- The problem
Reproduce all records exactly.

- Source records
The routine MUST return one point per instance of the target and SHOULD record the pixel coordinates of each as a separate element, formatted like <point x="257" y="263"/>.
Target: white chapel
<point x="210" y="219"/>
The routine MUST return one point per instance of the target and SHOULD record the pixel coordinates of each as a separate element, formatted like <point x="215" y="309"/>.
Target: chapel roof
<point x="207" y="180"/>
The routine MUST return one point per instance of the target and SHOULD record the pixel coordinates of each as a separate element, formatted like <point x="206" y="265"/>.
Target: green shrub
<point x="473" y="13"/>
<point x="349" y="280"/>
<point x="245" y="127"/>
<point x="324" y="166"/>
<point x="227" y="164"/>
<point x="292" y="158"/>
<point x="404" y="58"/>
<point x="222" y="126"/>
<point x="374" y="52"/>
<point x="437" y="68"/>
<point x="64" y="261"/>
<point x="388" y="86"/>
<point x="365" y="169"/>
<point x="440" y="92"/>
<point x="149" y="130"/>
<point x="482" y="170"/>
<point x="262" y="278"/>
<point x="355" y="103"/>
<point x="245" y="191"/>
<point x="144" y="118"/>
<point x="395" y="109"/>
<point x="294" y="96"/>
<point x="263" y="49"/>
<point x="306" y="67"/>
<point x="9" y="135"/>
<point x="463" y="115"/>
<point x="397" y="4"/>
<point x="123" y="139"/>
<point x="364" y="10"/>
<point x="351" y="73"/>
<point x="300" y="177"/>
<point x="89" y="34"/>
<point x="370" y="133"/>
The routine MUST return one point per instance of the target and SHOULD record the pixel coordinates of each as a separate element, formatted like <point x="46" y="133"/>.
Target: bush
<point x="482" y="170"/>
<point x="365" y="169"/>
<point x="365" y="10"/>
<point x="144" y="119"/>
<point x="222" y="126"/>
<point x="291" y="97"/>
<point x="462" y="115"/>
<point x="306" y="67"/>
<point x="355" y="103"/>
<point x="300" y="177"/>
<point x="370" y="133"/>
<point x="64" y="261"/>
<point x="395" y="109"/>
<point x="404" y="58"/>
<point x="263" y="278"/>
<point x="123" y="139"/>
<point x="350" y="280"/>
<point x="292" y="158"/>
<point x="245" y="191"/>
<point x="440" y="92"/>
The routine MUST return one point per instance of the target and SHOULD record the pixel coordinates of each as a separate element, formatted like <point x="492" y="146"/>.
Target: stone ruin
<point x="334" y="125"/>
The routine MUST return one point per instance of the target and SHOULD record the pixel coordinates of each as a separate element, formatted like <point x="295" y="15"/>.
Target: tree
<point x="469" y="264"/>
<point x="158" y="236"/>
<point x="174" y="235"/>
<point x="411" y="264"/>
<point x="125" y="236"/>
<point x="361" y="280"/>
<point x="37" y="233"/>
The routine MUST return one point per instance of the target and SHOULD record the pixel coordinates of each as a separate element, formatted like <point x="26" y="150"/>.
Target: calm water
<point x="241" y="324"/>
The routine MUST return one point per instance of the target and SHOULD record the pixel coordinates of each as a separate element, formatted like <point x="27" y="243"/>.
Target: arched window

- The solution
The routine MUST return one point per instance of the target and SHOULD record the pixel coordinates of each as a separate element, formatted like <point x="257" y="263"/>.
Target: white chapel
<point x="210" y="219"/>
The routine MUST return one point per instance of the target and SHOULD record the pixel coordinates of each as a separate element, formatted like <point x="215" y="309"/>.
Target: chapel roof
<point x="207" y="180"/>
The routine MUST return one point per instance of the target and SHOULD record the pixel coordinates of each as a separate element, formatted like <point x="206" y="265"/>.
Target: green shrub
<point x="473" y="13"/>
<point x="349" y="280"/>
<point x="245" y="127"/>
<point x="324" y="166"/>
<point x="227" y="164"/>
<point x="292" y="158"/>
<point x="404" y="58"/>
<point x="222" y="126"/>
<point x="374" y="52"/>
<point x="437" y="68"/>
<point x="64" y="261"/>
<point x="388" y="86"/>
<point x="365" y="169"/>
<point x="440" y="92"/>
<point x="149" y="130"/>
<point x="482" y="170"/>
<point x="262" y="278"/>
<point x="355" y="103"/>
<point x="245" y="191"/>
<point x="144" y="118"/>
<point x="395" y="109"/>
<point x="294" y="96"/>
<point x="263" y="49"/>
<point x="306" y="67"/>
<point x="9" y="135"/>
<point x="463" y="115"/>
<point x="397" y="4"/>
<point x="123" y="139"/>
<point x="364" y="10"/>
<point x="351" y="73"/>
<point x="300" y="177"/>
<point x="89" y="34"/>
<point x="370" y="133"/>
The routine MUST return one point per instance of the target and SHOULD record the pixel coordinates of each as a separate element, formatted like <point x="46" y="133"/>.
Target: bush
<point x="482" y="170"/>
<point x="365" y="169"/>
<point x="365" y="10"/>
<point x="144" y="119"/>
<point x="222" y="126"/>
<point x="291" y="97"/>
<point x="462" y="115"/>
<point x="306" y="67"/>
<point x="355" y="103"/>
<point x="300" y="177"/>
<point x="370" y="133"/>
<point x="64" y="261"/>
<point x="395" y="109"/>
<point x="404" y="58"/>
<point x="263" y="278"/>
<point x="123" y="139"/>
<point x="350" y="280"/>
<point x="292" y="158"/>
<point x="245" y="191"/>
<point x="440" y="92"/>
The routine MUST return one point per instance of the target and SHOULD record the pixel coordinates of each as a separate element, formatted like <point x="492" y="146"/>.
Target: stone ruin
<point x="334" y="125"/>
The routine MUST return one point per instance of the target and SHOULD record the pixel coordinates of each as a separate element, formatted like <point x="295" y="15"/>.
Target: tree
<point x="469" y="264"/>
<point x="158" y="236"/>
<point x="174" y="235"/>
<point x="411" y="264"/>
<point x="125" y="236"/>
<point x="361" y="280"/>
<point x="37" y="233"/>
The routine MUST return one point per instance of the target and SHOULD record the pixel coordinates of each as a separate element, formatted like <point x="26" y="150"/>.
Target: calm water
<point x="241" y="324"/>
The routine MUST return one point per instance of the target and SHOULD record the pixel coordinates of each as a separate element, formatted like <point x="27" y="243"/>.
Target: arched window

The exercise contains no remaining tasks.